## Quoted passage
History and Background of the Heritable Innovation Trust™


The Heritable Innovation Trust (H.I.T.) was created in 2008 based on the “Heritable Knowledge Framework and the Development of Communal Innovation Trusts” document as a program to provide a structured, international framework for the global diffusion of communal, traditional-based knowledge known as “heritable knowledge.” H.I.T. is an extension of M-CAM and has reached fifteen communities including Papua New Guinea, Ecuador, Mongolia, and Peru. Currently, intellectual property frameworks from major areas like Europe and the U.S. are not applicable across cultures; therefore, H.I.T. is constructing a new pathway to share heritable knowledge to connect cultures and increase global access.

Intellectual property (including patents, trademarks, and copyrights) rights have expiration dates, an element of static specificity, and a single owner. “Intellectual property rights,” as defined by the World Trade Organization (WTO), are “the rights given to persons over the creations of their minds. They usually give the creator an exclusive right over the use of his/her creation for a certain period of time.” However, this definition does not apply to heritable knowledge. There is no “creator,” “creation,” or “time” of origin. When applying this current structure, it allows those in “developed” countries to employ the system to their advantage. Persons of countries with a Patent Office (generally “developed” countries) are capable of creating legal patents by taking innovations that were originally heritable knowledge (of “developing” countries), and eventually they can place said innovations in the public domain. This makes the community innovations free and open without recognition or control given to the community causing it to lose its cultural value. This is primarily because of the “developed” world’s introspective tendencies to capitalize on opportunities for personal gain. The problem is that heritable knowledge exists in a community. Outsiders capitalizing on heritable knowledge excludes communities from their own knowledge and cultural aspects. On the other hand, the “developing” world has the propensity to look at situations and make decisions based on the community’s well-being. Heritable knowledge is communal, traditional-based knowledge that has been utilized for generations with a deliberate intent, not for personal gain.

## Exercise details
Reproduce the entire text about the Heritable Innovation Trust word for word. The lines that come next have no connection to the text about the Heritable Innovation Trust.

## Provided information
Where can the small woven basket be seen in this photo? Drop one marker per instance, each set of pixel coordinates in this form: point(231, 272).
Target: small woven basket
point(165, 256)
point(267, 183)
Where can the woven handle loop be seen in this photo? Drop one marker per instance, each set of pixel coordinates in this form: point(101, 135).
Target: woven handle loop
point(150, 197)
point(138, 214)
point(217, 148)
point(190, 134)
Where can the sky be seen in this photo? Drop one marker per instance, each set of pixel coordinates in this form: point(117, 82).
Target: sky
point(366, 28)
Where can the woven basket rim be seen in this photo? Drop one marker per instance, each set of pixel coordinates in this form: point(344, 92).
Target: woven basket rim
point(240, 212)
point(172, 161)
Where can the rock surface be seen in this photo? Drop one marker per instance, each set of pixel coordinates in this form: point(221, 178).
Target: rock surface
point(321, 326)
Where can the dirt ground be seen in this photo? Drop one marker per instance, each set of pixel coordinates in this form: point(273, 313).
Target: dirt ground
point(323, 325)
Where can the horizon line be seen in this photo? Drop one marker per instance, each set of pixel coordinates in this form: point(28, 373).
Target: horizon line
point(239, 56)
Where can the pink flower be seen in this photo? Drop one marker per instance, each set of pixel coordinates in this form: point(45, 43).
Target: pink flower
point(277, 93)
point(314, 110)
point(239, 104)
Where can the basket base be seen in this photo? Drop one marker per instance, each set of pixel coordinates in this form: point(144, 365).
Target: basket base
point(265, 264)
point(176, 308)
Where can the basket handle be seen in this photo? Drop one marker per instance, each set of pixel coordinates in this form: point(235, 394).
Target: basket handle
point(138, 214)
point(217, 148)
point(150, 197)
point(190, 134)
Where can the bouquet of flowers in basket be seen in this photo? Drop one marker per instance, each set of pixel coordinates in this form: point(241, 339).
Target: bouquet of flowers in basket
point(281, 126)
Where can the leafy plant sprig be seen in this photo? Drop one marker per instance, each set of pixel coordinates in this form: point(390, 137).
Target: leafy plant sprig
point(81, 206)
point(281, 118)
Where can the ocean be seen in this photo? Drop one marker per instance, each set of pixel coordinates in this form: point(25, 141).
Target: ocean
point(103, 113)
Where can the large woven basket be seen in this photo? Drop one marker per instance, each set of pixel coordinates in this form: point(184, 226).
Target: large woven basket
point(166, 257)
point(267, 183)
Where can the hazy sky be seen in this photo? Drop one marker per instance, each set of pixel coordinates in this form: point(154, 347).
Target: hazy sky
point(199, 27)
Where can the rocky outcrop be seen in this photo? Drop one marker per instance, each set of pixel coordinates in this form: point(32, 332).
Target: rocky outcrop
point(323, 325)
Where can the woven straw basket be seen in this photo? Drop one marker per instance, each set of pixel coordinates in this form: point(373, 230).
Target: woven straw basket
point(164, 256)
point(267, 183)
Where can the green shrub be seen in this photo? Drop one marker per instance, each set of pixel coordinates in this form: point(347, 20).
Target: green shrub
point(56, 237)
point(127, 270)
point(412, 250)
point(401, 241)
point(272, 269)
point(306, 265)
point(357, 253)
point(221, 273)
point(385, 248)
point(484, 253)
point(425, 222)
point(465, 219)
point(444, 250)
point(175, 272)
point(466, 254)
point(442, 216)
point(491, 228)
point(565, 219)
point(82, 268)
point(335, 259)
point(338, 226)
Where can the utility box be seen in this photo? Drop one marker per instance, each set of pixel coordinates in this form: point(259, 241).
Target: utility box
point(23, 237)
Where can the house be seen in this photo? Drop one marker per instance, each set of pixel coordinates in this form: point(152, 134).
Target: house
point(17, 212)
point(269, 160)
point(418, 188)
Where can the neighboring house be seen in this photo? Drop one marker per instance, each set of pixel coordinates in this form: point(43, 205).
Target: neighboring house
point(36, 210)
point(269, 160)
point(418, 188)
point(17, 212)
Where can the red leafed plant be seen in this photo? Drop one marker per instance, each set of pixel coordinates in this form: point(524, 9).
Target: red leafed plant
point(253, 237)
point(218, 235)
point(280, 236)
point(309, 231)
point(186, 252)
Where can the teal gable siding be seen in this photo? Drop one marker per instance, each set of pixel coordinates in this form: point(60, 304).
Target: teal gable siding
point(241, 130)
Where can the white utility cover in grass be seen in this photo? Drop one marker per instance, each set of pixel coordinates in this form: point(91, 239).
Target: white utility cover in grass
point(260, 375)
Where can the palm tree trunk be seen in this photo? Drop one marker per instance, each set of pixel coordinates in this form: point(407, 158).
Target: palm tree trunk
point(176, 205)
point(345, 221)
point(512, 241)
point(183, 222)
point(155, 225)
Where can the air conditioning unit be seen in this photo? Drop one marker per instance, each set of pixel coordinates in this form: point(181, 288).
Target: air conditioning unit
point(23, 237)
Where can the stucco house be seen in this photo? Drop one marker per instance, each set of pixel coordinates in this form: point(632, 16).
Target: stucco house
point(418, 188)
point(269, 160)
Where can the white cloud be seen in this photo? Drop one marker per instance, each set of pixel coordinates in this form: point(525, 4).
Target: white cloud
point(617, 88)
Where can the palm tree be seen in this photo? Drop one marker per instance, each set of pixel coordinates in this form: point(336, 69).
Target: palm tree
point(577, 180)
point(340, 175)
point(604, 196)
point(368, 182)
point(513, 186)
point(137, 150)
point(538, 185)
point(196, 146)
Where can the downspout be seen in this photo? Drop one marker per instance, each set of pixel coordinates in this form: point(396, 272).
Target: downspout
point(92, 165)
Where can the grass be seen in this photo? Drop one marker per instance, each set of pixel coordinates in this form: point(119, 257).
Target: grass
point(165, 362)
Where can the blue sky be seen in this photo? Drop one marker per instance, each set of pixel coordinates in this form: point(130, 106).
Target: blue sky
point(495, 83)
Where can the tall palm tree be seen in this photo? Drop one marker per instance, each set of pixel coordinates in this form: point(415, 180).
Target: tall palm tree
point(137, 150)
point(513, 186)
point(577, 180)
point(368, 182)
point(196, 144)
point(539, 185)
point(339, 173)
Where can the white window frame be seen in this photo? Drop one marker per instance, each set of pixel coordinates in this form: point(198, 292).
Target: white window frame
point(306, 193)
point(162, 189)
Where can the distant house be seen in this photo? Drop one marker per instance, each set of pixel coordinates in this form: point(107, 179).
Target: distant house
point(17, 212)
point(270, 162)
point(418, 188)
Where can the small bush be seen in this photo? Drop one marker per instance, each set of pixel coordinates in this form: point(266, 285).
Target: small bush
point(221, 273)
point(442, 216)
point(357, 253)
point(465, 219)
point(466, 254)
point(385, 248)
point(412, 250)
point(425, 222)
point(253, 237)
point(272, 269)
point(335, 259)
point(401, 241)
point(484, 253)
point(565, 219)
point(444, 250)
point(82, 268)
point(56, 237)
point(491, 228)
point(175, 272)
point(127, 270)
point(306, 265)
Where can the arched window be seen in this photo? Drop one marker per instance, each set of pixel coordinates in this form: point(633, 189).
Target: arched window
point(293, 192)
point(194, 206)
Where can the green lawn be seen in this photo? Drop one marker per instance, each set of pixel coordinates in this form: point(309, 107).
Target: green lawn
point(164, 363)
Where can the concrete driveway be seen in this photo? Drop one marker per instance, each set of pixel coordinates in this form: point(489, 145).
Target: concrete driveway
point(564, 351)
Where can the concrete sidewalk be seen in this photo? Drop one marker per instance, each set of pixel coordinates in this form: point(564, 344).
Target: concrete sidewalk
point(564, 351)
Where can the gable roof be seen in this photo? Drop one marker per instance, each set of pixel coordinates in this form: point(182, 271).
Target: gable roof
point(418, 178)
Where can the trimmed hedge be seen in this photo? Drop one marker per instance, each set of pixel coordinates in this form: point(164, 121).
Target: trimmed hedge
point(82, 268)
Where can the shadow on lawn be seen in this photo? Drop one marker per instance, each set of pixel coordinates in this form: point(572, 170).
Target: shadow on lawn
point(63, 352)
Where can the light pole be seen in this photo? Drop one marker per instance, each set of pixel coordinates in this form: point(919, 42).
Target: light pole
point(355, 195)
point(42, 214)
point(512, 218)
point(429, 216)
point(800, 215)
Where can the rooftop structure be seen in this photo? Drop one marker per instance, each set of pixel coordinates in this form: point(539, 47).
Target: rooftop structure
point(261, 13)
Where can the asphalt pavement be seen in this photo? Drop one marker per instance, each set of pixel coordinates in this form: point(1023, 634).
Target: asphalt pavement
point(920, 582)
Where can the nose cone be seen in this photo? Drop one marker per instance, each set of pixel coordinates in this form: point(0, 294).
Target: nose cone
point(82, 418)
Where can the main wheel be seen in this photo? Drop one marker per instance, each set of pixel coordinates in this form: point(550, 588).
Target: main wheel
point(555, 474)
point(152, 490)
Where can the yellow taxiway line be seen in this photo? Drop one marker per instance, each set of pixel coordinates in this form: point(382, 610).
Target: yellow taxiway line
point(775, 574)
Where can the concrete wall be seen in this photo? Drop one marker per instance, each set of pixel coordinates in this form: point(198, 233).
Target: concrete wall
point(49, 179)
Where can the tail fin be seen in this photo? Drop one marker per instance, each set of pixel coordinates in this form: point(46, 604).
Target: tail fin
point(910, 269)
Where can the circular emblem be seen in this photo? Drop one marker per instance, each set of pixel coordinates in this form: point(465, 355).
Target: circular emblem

## Worked solution
History and Background of the Heritable Innovation Trust™


The Heritable Innovation Trust (H.I.T.) was created in 2008 based on the “Heritable Knowledge Framework and the Development of Communal Innovation Trusts” document as a program to provide a structured, international framework for the global diffusion of communal, traditional-based knowledge known as “heritable knowledge.” H.I.T. is an extension of M-CAM and has reached fifteen communities including Papua New Guinea, Ecuador, Mongolia, and Peru. Currently, intellectual property frameworks from major areas like Europe and the U.S. are not applicable across cultures; therefore, H.I.T. is constructing a new pathway to share heritable knowledge to connect cultures and increase global access.

Intellectual property (including patents, trademarks, and copyrights) rights have expiration dates, an element of static specificity, and a single owner. “Intellectual property rights,” as defined by the World Trade Organization (WTO), are “the rights given to persons over the creations of their minds. They usually give the creator an exclusive right over the use of his/her creation for a certain period of time.” However, this definition does not apply to heritable knowledge. There is no “creator,” “creation,” or “time” of origin. When applying this current structure, it allows those in “developed” countries to employ the system to their advantage. Persons of countries with a Patent Office (generally “developed” countries) are capable of creating legal patents by taking innovations that were originally heritable knowledge (of “developing” countries), and eventually they can place said innovations in the public domain. This makes the community innovations free and open without recognition or control given to the community causing it to lose its cultural value. This is primarily because of the “developed” world’s introspective tendencies to capitalize on opportunities for personal gain. The problem is that heritable knowledge exists in a community. Outsiders capitalizing on heritable knowledge excludes communities from their own knowledge and cultural aspects. On the other hand, the “developing” world has the propensity to look at situations and make decisions based on the community’s well-being. Heritable knowledge is communal, traditional-based knowledge that has been utilized for generations with a deliberate intent, not for personal gain.